§ PROBLEM
In full and without alteration, write out the data below.

─── RECORDS SHOWN

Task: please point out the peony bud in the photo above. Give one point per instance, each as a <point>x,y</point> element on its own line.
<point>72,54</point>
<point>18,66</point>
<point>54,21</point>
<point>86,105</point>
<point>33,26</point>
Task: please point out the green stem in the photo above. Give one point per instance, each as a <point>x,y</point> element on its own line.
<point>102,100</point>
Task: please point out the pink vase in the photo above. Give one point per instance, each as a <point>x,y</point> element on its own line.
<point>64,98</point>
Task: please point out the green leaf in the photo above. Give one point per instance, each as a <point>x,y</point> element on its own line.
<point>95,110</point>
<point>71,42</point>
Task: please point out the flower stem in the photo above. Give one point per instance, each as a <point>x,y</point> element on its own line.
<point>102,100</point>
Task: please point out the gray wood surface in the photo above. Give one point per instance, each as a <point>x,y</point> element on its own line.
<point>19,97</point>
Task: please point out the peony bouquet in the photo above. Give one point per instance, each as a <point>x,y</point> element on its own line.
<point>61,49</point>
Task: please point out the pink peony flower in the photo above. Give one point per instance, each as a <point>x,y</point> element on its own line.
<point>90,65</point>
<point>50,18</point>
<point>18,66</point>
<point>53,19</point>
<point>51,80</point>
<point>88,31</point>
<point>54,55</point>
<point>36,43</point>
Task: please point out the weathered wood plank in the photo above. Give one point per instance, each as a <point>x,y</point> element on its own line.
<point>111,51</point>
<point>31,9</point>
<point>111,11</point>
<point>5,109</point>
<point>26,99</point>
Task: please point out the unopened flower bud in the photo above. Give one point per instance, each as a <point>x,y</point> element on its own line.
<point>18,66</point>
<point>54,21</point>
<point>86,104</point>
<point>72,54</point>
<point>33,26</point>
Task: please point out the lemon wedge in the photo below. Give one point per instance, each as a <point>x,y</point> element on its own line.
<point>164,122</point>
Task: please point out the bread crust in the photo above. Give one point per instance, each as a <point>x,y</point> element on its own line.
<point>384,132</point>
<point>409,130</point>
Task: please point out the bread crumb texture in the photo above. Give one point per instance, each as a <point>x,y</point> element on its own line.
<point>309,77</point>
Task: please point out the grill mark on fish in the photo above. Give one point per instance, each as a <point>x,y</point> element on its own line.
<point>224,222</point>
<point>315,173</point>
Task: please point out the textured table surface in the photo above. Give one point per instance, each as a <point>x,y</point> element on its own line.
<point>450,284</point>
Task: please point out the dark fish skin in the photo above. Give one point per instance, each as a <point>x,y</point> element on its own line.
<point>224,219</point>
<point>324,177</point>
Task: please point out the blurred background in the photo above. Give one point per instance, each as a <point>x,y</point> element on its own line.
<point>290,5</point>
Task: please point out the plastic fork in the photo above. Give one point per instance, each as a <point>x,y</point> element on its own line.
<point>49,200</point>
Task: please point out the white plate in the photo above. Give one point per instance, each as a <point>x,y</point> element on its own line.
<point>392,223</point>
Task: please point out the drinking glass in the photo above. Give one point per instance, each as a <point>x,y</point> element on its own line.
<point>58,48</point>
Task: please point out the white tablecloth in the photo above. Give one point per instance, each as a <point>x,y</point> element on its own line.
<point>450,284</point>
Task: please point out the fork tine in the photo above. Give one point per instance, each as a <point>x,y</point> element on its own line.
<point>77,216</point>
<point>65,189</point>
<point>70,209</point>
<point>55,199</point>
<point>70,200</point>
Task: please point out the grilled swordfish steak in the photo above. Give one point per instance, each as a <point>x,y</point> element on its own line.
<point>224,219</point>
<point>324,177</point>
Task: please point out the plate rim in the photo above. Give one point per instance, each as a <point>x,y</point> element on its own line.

──────

§ RESULT OF THE EXERCISE
Task: please point out the peony bud in the photo above. Give one point per instance, each as a <point>x,y</point> element on its own line.
<point>72,54</point>
<point>18,66</point>
<point>54,21</point>
<point>86,105</point>
<point>33,26</point>
Task: please point out the green stem in the photo above. Give one point per instance, each as a <point>x,y</point> element on its own line.
<point>102,100</point>
Task: please point out the pink vase in the photo above. Give one point per instance, each as a <point>x,y</point> element on its own line.
<point>64,98</point>
Task: please point out the green leaf in the photo above. Give one point per instance, each as a <point>x,y</point> element on its own line.
<point>95,110</point>
<point>71,42</point>
Task: please point out the flower stem in the photo above. Give one point per instance, each as a <point>x,y</point> element on its own line.
<point>102,100</point>
Task: please point out the gray wood surface in the photo above. Give one point per instance, each as a <point>x,y</point> element on its own line.
<point>19,97</point>
Task: please point out the peony bouquet in the photo above. Give one point per instance, each as a <point>x,y</point> element on its own line.
<point>61,49</point>
Task: please point out the pink peony flower in the photo above. Give one point per instance, each as a <point>x,y</point> element on its own line.
<point>90,65</point>
<point>50,18</point>
<point>18,66</point>
<point>53,19</point>
<point>51,80</point>
<point>88,31</point>
<point>54,55</point>
<point>36,43</point>
Task: please point out the weathered wood plank in the photo above. Give one point per instance, each as a <point>x,y</point> element on its own line.
<point>111,51</point>
<point>31,9</point>
<point>111,11</point>
<point>5,109</point>
<point>26,99</point>
Task: please point out the unopened flower bud in the photo above. Give one point per instance, each as a <point>x,y</point> element on its own line.
<point>18,66</point>
<point>54,21</point>
<point>86,104</point>
<point>72,54</point>
<point>33,26</point>
Task: please point out the lemon wedge in the photo below. Give one point per instance, each as a <point>x,y</point> element on its own line.
<point>164,122</point>
Task: please point out the bread crust in the photo above. Give one point per instance, each as a <point>x,y</point> element on its own line.
<point>384,132</point>
<point>409,130</point>
Task: please point out the bread crumb texture in the photo above. Give one point per instance, each as a <point>x,y</point> element on its own line.
<point>309,77</point>
Task: please point out the grill mark on fish in the photo above. Give one point per instance, each as a <point>x,y</point> element on its own line.
<point>224,222</point>
<point>315,173</point>
Task: please point out the textured table surface in the photo above. Give one point per instance, each as a <point>x,y</point> element on its own line.
<point>450,284</point>
Task: please point out the dark fish skin in the photo above. Give one point per instance, each as a <point>x,y</point> element on its own line.
<point>224,219</point>
<point>324,177</point>
Task: please point out the blurred background in the photo above. Give one point per instance, each as a <point>x,y</point> element on its own line.
<point>290,5</point>
Task: please point out the plastic fork in the photo above. Give one point per instance, each as a <point>x,y</point> element on its own line.
<point>49,200</point>
Task: please point out the white plate in the photo above. Give one point per instance, each as a <point>x,y</point> element on its own line.
<point>392,223</point>
Task: please point out the drinking glass in the photo above. Give one point per instance, each as a <point>x,y</point> element on its own line.
<point>58,48</point>
Task: please point out the white tablecloth in the photo above. Give one point per instance, each as a <point>x,y</point> element on its own line.
<point>450,284</point>
Task: please point out the fork tine in the photo above. Give one point per instance, each as a <point>x,y</point> element on its own line.
<point>77,216</point>
<point>65,189</point>
<point>70,209</point>
<point>55,199</point>
<point>70,200</point>
Task: please point out the grilled swordfish steak in the photo above. Give one point per instance, each as a <point>x,y</point> element on its own line.
<point>224,219</point>
<point>324,177</point>
Task: please point out the plate rim in the photo above. Give one point per instance, each as a <point>x,y</point> element on its own line.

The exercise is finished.